» **Required task 1**: In the pre-war Martin D-45 list, what price did Harry Sparks pay for the "best sounding" 1942 D-45?
» **Required task 2**: Pick up the pre-war Martin D-45 list after its last sentence and keep writing it.

== Page extract ==

This is a list of the 91 original (pre-war) Martin D-45s made by C.F. Martin & Co. between the years 1933 and 1942, generally recognized to be the most desired, and highly valued, acoustic guitars ever made; in American Guitars - An Illustrated History, author Tom Wheeler describes them as "among American guitar's irreplaceable treasures". It is not known exactly how many still survive, however as information is available in print form or via web information, sale inventories, and so on, it can be collated here.

Serial numbers and years, with notes as available 
The listing of serial numbers presented below is from Mike Longworth's book "Martin Guitars - A History", while associated information is from other sources as available, one particularly valuable source being  the Martin D-45 Master List by Robert (Bob) Hamilton and Bruce Herrmann. Instruments marked "[E]" are those known to exist according to either information contained herein or a separate version of the Martin D-45 Master List.

Miscellaneous
George Gruhn, the well known Nashville instrument dealer talks in this 2010 interview with "Guitar International" magazine about his one time considerable collection of vintage style 45 Martin instruments including 6 pre-war D-45s. This collection was sold in 1976 to finance the purchase of his house and the building in which his business was located. The "best sounding" (1942) D-45 was sold to Kentucky musician and repairman Harry Sparks for $7,500 and can be seen in this video interview of Vince Gill, who also owned the instrument for a while and has it on loan as at 2016 (serial number not known).

===
== Entries provided ==

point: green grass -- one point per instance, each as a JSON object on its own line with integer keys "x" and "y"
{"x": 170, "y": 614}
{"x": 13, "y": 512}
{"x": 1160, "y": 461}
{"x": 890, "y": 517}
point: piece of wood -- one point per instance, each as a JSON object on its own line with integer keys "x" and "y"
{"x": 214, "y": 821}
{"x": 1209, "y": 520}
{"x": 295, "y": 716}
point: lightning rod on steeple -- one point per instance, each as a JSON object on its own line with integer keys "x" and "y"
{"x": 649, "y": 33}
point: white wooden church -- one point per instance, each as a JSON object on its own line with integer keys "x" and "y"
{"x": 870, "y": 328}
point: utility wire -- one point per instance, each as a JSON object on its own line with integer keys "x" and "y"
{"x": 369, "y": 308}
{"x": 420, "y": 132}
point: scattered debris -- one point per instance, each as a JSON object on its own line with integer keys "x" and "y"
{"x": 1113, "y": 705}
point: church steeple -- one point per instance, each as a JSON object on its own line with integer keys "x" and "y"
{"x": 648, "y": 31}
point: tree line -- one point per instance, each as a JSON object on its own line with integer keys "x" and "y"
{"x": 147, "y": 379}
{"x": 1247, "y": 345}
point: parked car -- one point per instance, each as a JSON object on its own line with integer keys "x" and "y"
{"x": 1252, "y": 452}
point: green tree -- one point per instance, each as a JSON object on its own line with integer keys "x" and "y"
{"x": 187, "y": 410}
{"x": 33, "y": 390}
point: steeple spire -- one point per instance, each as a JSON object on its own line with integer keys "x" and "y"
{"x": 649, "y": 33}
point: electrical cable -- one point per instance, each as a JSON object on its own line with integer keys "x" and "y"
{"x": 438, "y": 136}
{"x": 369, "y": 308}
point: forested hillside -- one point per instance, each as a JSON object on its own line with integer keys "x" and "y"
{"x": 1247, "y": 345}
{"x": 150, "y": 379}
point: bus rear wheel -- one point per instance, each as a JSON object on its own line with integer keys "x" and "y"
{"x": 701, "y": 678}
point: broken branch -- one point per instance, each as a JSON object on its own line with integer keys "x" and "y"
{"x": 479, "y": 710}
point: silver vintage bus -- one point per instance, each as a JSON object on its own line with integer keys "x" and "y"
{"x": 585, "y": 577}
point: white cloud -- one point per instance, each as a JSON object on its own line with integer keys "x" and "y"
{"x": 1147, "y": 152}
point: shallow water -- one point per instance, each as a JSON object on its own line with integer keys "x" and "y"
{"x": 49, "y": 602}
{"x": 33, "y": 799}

===

» **Exercise output 1**: $7,500

» **Exercise output 2**:
The well known  U.S.-based Japanese collector Mac Yasuda has an extensive collection of American vintage guitars including 14 original D-45s according to this report among others, some of which are detailed in the section above. In 2001 he published "The Vintage Guitar Vol. 3" which includes one photo of 12 D-45s as reproduced here, as well as individual photos of 4 instruments. In 2010 he published another illustrated book in Japan, the "Martin Guitar Book" as detailed here, which shows two D-45s (one pre-war s/n 75594, one recent) on the front cover. Among his collection is a 1940 (or 1941) D-45 previously owned by Bernie Leadon, another is s/n 74011 originally custom built for Ken MacKenzie (see relevant entry in main numeric section above); another is reportedly an instrument previously owned and played by Charlie Monroe which was purchased new in 1942. Mr Yasuda is shown holding one of his D-45s, with a portion of his collection behind, in this photograph.

The late Steven Kern Shaw, son of well known clarinetist Artie Shaw and grandson of Broadway composer Jerome Kern, has donated his substantial collection of iconic 20th century American-made instruments - including historic Gibson mandolins and Martin guitars - to Belmont University in Nashville as of November 2016, where they went on display in a museum opened in Spring 2017. This collection includes four pre-war Martin D-45s according to this press release, which also shows George Gruhn holding one of the pre-war D-45s (a 1939 instrument); the collection includes #82572, the last pre-war D-45 made, and also #72160 as well.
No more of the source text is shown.